TASK TO COMPLETE =
Among the lines below, some may hold the word "dress"; state how many do, giving only the number.

==== INFORMATION GIVEN

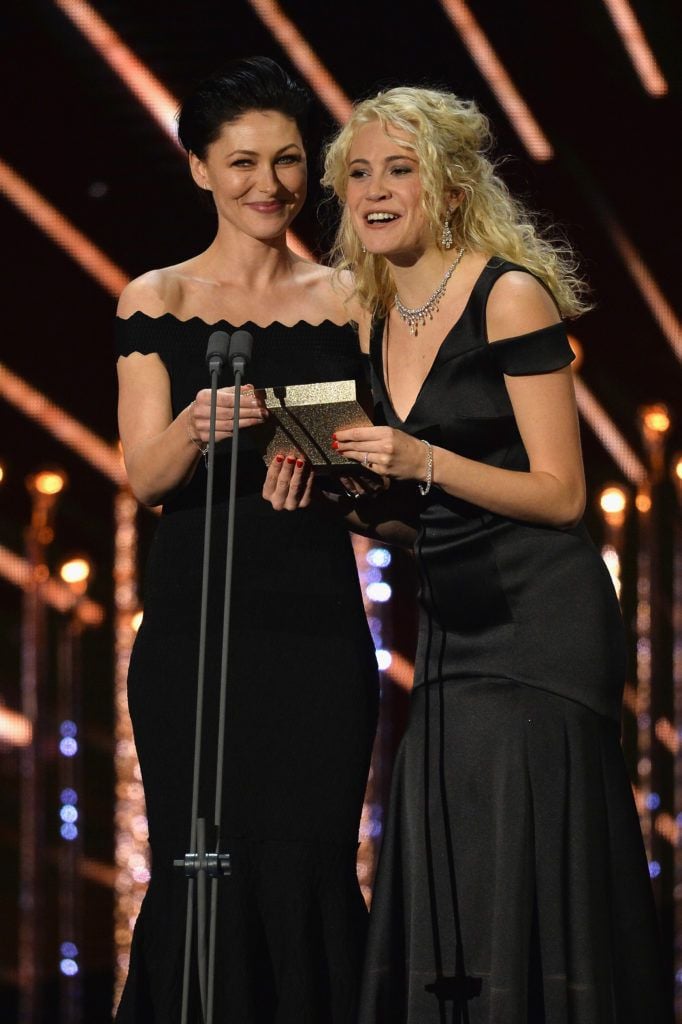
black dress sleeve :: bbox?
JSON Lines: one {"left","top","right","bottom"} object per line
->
{"left": 489, "top": 321, "right": 575, "bottom": 376}
{"left": 115, "top": 312, "right": 173, "bottom": 363}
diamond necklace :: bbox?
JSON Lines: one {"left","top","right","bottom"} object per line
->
{"left": 394, "top": 246, "right": 465, "bottom": 336}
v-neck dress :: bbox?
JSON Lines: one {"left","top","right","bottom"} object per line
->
{"left": 359, "top": 258, "right": 667, "bottom": 1023}
{"left": 114, "top": 314, "right": 379, "bottom": 1024}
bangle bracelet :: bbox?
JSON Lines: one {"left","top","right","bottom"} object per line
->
{"left": 187, "top": 402, "right": 209, "bottom": 464}
{"left": 418, "top": 439, "right": 433, "bottom": 496}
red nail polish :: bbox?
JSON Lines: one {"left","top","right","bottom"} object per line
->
{"left": 286, "top": 456, "right": 296, "bottom": 464}
{"left": 296, "top": 459, "right": 304, "bottom": 468}
{"left": 331, "top": 433, "right": 337, "bottom": 440}
{"left": 331, "top": 441, "right": 339, "bottom": 450}
{"left": 275, "top": 455, "right": 284, "bottom": 464}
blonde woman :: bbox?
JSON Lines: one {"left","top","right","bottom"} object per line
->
{"left": 320, "top": 87, "right": 667, "bottom": 1024}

========

EXERCISE OUTPUT =
2